==== TASK DATA ====

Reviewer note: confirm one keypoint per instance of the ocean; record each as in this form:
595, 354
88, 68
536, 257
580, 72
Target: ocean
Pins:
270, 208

====
==== TASK DATA ====

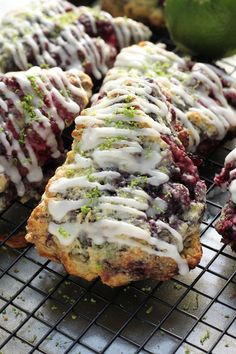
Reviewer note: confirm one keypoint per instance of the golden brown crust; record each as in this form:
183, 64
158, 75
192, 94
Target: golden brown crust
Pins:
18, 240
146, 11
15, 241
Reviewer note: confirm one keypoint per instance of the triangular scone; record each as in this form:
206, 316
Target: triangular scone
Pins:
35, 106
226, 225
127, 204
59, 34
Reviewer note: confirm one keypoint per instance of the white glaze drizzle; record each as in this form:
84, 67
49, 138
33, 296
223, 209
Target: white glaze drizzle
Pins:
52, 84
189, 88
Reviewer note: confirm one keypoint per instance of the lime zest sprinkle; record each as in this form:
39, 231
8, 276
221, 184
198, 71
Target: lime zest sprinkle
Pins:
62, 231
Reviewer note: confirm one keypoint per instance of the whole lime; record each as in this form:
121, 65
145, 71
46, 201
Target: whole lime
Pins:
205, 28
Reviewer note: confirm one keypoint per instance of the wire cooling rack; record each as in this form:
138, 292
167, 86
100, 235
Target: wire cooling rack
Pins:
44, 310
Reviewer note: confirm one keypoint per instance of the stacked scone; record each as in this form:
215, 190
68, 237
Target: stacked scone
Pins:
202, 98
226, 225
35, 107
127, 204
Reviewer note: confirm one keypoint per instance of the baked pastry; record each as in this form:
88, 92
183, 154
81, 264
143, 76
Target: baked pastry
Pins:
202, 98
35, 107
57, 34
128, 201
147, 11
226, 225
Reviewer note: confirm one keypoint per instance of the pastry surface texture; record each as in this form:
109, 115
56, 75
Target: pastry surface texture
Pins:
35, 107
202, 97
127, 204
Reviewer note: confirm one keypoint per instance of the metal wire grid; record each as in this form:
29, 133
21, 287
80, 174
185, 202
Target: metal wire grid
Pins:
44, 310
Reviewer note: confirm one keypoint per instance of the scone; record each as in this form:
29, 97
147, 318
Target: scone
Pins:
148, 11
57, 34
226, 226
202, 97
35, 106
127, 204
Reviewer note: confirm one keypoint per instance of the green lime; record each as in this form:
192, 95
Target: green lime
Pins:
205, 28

====
==== TASK DATA ====

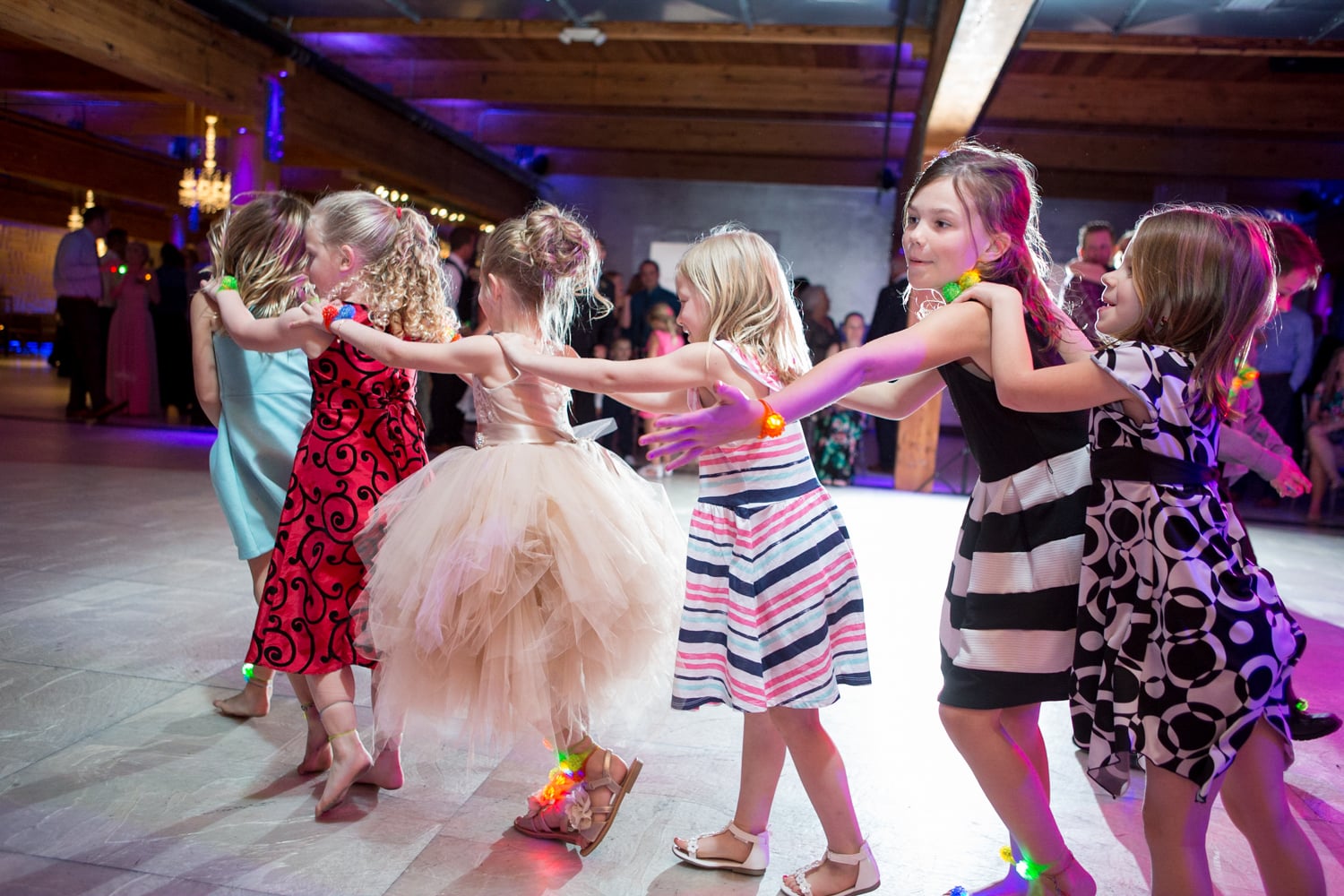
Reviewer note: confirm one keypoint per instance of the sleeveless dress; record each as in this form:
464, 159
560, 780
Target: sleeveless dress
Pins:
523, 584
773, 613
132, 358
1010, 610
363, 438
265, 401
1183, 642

====

• _SET PROBLEM_
Identify each line in the records that contains the word "scone" and copy those lines. Case counts.

• _FINAL ANSWER_
Reviewer note: confirm one keypoint per instance of the triangular scone; record each as in this form:
Target: triangular scone
Reviewer note: confirm one keypoint per instance of the stacked scone; record each as in this form:
Target: stacked scone
Reviewer note: confirm one keypoint per instance of the scone; record each as in this form:
Target: scone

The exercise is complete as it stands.